By Diana Brement,
JTNews Columnist
Miriam Bensky and I have something unusual in common. When I asked her recently where she grew up, she answered “Asia.” Much to her surprise, I answered, “Me, too!”
It turns out Bensky and I are both Foreign Service “brats.” Her dad is still working for our State Department’s commerce division; mine is a retired political officer. We shared a posting in common — Singapore — although many years apart.
The Benskys also served in Malaysia, the Philippines and India, which was where Miriam had her “mail order” Bat Mitzvah with the help of taped lessons sent from a rabbi in Vancouver, BC, to New Delhi.
Miriam’s parents, Sandy (nee Makell) and Jonathan, made sure she and her brother, Brian, got a Jewish education. They ran a Sunday home-school, teaching their children both Hebrew and Torah. The family attended High Holiday services at local synagogues.
“The only place we lived where there wasn’t a synagogue was Kuala Lumpur, so we would go to Singapore for the High Holidays,” recalls Bensky.

** AIM **
Summarize the column about Miriam Bensky above in two sentences.

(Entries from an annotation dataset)
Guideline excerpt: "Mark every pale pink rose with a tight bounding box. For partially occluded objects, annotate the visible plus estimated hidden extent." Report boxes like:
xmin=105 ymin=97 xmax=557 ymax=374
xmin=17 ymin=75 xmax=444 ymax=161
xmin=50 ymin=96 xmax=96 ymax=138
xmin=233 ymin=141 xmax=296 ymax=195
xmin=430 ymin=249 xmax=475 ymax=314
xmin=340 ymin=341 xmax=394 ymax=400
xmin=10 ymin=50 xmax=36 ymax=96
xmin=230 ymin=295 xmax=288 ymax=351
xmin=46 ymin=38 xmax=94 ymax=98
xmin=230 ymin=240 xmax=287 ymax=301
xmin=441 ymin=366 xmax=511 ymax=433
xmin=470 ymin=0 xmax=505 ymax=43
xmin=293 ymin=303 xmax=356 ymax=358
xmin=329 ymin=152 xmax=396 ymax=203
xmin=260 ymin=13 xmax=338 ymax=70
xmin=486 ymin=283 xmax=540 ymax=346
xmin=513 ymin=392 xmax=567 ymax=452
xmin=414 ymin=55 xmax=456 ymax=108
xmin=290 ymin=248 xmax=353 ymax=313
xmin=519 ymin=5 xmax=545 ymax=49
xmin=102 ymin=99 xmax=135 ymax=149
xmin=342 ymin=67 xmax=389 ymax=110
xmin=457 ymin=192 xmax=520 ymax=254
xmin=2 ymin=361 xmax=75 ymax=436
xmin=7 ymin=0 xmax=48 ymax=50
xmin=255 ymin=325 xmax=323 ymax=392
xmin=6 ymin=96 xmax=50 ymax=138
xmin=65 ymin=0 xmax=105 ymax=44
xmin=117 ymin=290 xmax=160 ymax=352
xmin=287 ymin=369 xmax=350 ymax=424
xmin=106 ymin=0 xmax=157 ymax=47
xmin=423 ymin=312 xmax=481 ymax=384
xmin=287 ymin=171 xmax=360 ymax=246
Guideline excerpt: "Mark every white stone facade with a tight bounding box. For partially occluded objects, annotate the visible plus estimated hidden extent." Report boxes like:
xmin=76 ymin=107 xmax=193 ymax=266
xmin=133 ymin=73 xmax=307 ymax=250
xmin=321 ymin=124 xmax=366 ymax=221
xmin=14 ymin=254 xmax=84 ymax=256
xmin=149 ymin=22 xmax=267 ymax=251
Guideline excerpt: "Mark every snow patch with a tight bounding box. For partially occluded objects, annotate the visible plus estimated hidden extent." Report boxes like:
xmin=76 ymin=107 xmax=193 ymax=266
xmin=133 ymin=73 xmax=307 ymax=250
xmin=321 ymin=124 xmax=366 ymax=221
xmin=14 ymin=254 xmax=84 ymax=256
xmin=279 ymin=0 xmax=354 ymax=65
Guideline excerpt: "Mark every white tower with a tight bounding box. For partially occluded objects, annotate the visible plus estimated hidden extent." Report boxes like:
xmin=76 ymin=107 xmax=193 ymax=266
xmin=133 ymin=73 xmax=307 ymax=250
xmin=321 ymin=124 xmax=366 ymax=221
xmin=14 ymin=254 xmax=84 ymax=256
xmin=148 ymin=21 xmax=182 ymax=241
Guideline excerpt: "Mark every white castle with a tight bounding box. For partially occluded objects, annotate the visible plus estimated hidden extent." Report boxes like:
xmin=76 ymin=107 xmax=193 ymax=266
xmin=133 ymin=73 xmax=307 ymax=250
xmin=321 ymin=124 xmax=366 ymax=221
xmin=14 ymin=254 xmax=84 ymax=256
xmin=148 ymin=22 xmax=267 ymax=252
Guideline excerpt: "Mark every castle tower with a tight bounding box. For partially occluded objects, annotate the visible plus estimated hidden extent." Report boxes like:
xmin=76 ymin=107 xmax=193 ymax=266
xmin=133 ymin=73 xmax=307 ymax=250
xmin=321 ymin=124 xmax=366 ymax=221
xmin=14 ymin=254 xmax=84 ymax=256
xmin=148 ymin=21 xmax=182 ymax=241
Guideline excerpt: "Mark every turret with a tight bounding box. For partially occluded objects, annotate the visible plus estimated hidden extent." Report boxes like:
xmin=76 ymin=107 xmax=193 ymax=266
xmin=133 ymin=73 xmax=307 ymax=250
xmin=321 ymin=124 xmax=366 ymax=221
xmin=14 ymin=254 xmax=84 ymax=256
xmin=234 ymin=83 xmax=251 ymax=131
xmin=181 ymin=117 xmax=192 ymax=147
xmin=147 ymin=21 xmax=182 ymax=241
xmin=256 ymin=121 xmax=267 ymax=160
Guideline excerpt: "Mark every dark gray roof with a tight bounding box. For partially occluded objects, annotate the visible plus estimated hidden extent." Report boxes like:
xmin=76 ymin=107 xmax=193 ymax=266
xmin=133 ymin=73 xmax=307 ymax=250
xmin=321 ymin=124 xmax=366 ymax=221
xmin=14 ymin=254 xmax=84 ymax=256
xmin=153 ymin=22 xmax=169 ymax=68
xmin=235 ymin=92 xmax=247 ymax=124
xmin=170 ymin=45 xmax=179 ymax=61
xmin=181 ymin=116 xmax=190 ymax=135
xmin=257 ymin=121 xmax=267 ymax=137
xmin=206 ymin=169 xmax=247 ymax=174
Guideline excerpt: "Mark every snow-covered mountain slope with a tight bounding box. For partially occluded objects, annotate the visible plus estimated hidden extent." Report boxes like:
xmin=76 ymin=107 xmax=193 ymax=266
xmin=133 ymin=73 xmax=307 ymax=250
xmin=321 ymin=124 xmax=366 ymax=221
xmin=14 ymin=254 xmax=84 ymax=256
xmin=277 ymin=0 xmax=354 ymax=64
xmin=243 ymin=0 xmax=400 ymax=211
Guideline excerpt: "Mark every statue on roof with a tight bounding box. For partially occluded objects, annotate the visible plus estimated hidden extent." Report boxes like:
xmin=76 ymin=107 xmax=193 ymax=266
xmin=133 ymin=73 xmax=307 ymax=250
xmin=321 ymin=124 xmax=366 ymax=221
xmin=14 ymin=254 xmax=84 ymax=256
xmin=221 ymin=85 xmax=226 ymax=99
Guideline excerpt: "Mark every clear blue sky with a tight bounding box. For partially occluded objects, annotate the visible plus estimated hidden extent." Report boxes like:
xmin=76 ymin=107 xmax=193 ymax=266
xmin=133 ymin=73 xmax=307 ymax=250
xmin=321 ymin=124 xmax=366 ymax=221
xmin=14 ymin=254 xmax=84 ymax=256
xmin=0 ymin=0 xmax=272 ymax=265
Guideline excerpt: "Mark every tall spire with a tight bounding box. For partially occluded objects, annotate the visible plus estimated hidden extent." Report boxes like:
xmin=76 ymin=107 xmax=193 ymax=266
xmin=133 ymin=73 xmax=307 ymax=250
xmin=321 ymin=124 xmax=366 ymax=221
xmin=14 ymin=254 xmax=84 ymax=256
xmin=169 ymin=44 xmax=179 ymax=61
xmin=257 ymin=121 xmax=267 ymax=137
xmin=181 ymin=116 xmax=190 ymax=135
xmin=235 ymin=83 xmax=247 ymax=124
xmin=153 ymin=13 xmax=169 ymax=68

** EXERCISE RESPONSE **
The columnist and Miriam Bensky both grew up in Asia as children of Foreign Service officers, and both families were posted to Singapore, though many years apart. Bensky's family also served in Malaysia, the Philippines and India, where she had her Bat Mitzvah with taped lessons from a rabbi in Vancouver, and her parents gave her and her brother a Jewish education through a Sunday home-school and High Holiday services at local synagogues.